PAGE TEXT
※

In the following analysis we Italian students will try to find and highlight the most striking features of Italian characters seen by American directors.

 

Nell'analisi del film "My Name is Tanino" da Paolo Virzi, ci sono molti stereotipici degli americani dalla prospettiva italiana. Poco stereotipi, sfortunatamente, sono veri. Come miei amici dell'Universita' di Padova hanno gia' detto, abbiamo scelto questi film in modo di confrontare. "My Name is Tanino" e' un film italiano che contiene molti stereotipi per gli americani e gli italo-americani. 

 

Movies/ I film

 

Roman Holiday by William Wyler

 

 

 

 

 

TITLE Roman Holiday

DIRECTOR William Wyler

ACTOR Gregory Peck, Audrey Hepburn, Eddie Albert

GENRE Comedy

YEAR 1953

PLACE USA

 

 

Image taken from http://www.mymovies.it/filmclub/2006/05/151/immpg2.jpg

 

 

 

The Vespa Scene (Click HERE if you don't see the video)

 

 

 

Plot

 

Princess Anna (Audrey Hepburn) is the royal princess of an unspecified country. During a tour in the European capitals, she rebels against the duties imposed by her status and decides to leave the embassy. Unfortunately, before she decides to leave, the doctor gives her a sedative which will take effect soon: Anna falls asleep ona public bench in the center of Rome.

 

Reporter Joe Bradley (Gregory Peck), an expatriated American, meets her, but he doesn’t recognize the princess; he offers her some money to take a taxi home, but she refuses. He can host “Anya Smith”, as she calls herself, at his home.

 

The day after Joe talks with his editor: as he didn’t attend the princess’ conference he should be fired. Anyway, as soon as he sees the picture of the princess, he recognizes “Anya Smith” and makes a bet with his editor: he will get an exclusive on the princess.

After an agreement with his photographer friend Irving Radovich (Eddie Albert), Joe offers to show Rome to the princess. They spend a wonderful time together and Anna enjoys the life of a normal girl for a day. They realize that they are gradually falling in love, but Anna decides to go back to the embassy, without having revealed her true identity to Joe.

 

During the delayed conference she sees Joe and Irving among the press: Irving gives her the pictures as a gift for this holiday. After a coded message of love and gratitude for Joe, she departs and leaves Joe.

 

Italian Frame

 

The movie Roman Holiday by William Wyler was “photographed and recorded in its entirely in Rome, Italy”, as we read on the screen at the very beginning of the film. The story is centered on two main characters who are not Italian: the princess, who comes from an unknown kingdom, and Joe, an expatriated American.

※

SOURCE DATA
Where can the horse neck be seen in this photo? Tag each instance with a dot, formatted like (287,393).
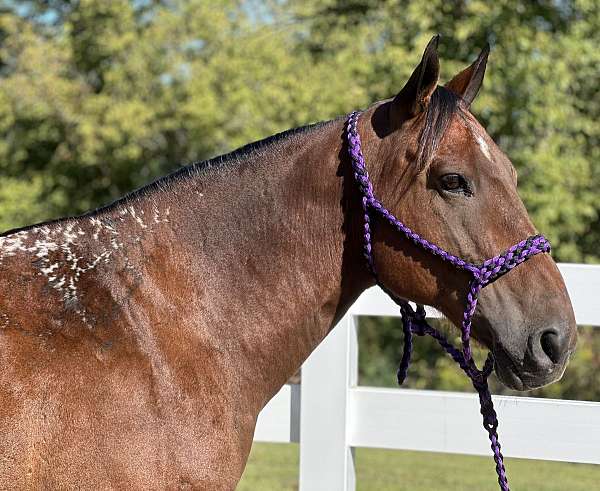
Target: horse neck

※

PROMPT 1
Print the passage of the Roman Holiday text from "During the delayed" to "and leaves Joe.".
PROMPT 2
Answer these questions using the Roman Holiday text:
(a) What year is listed for the film?
(b) Which actor plays Irving Radovich?
(c) Where does Anna fall asleep after the sedative takes effect?

RESPONSE 1
During the delayed conference she sees Joe and Irving among the press: Irving gives her the pictures as a gift for this holiday. After a coded message of love and gratitude for Joe, she departs and leaves Joe.

RESPONSE 2
(a) 1953
(b) Eddie Albert
(c) On a public bench in the center of Rome